SELECTION:
But what is the government’s response to those shortages? It seeks to make up for its failure to ensure our supply of skilled workers by increasing levels of skilled immigration. Instead of growing our own, we are importing skilled workers. Instead of providing training opportunities for young Australians, we are attempting to buy skilled workers on the world market. That is the stage we have reached through the savage cuts already made to TAFE funding in Australia. These measures will, as I say, be another nail in the coffin of our once proud TAFE colleges.

Related to that is the government’s requirement for Australian workplace agreements and other individual contracts to become the standard in TAFE, and this is part of the same process. Instead of recognising the value of our teachers in our colleges, this government is doing everything it can to reduce the status of teachers. We saw what happened in TAFE in Victoria when the Kennett government slashed the TAFE system there. We saw wages reduced and we saw qualified and skilled teachers driven out of the system. This is not the way to attract and train the best teachers for the colleges which will provide our skills training. We will pay a high price in future years for this government’s short-sighted policy.

BRIEF A:
Extract all of the entries below line for line, unchanged, leaving out the pictures.
The TAFE passage and the entries have no connection to each other.

DATA SHOWN:

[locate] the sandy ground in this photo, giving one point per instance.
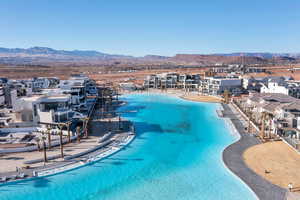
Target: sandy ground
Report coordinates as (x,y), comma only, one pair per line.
(279,159)
(202,98)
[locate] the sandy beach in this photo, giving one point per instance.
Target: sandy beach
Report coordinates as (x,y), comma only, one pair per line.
(275,161)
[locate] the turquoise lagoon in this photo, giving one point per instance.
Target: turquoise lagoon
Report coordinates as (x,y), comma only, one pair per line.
(177,154)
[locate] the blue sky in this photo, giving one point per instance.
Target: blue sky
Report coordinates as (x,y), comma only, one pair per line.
(163,27)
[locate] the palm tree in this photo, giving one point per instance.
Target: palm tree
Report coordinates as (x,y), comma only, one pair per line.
(69,134)
(61,142)
(37,140)
(49,137)
(44,148)
(78,133)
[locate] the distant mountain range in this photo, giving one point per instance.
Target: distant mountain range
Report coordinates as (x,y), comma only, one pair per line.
(49,56)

BRIEF B:
Write the next part of the TAFE passage, picking up after its final sentence.

EXPECTED OUTPUT A:
[locate] the sandy ground in this photo, giving one point per instance.
Target: sandy ground
Report coordinates as (x,y), comma only, one pair per line.
(279,159)
(202,98)
[locate] the sandy beach in this photo, giving one point per instance.
Target: sandy beach
Report coordinates as (x,y), comma only, one pair per line.
(275,161)
[locate] the turquoise lagoon in this photo, giving one point per instance.
Target: turquoise lagoon
Report coordinates as (x,y), comma only, one pair per line.
(177,154)
[locate] the blue sky in this photo, giving one point per instance.
Target: blue sky
Report coordinates as (x,y), comma only, one pair per line.
(163,27)
[locate] the palm tree in this photo, giving one point per instance.
Target: palm tree
Report coordinates as (x,y), comma only, one pair per line.
(69,134)
(61,142)
(37,140)
(49,137)
(44,148)
(78,133)
[locate] the distant mountain range in this photo, giving one point per instance.
Target: distant mountain range
Report coordinates as (x,y), comma only, one pair per line.
(49,56)

EXPECTED OUTPUT B:
Some other measures in this legislation are also of concern to me. Proposed section 19 prohibits the payments being used to provide education or training for private recreational pursuits or hobbies. The minister likes to poke fun at these courses, referring to yoga classes and the like. There have already been big reductions in these types of courses in state systems. The days are long gone when every country town had an active fashion class. There was some criticism of the ladies of the town spending two nights a week creating their latest wardrobe with the benefit of the college sewing machines and the expert assistance of a qualified teacher. In locking out the fashion ladies and those who took the class in French cookery, we might have given TAFE a strictly vocational outlook but at the same time we overlooked what we were doing with these courses: we were building the overall skills base of the community. I know a gentlemen who did a French cookery course a decade ago, and he is now running a bed and breakfast. The link between skills and employment is not always as direct as an apprenticeship implies.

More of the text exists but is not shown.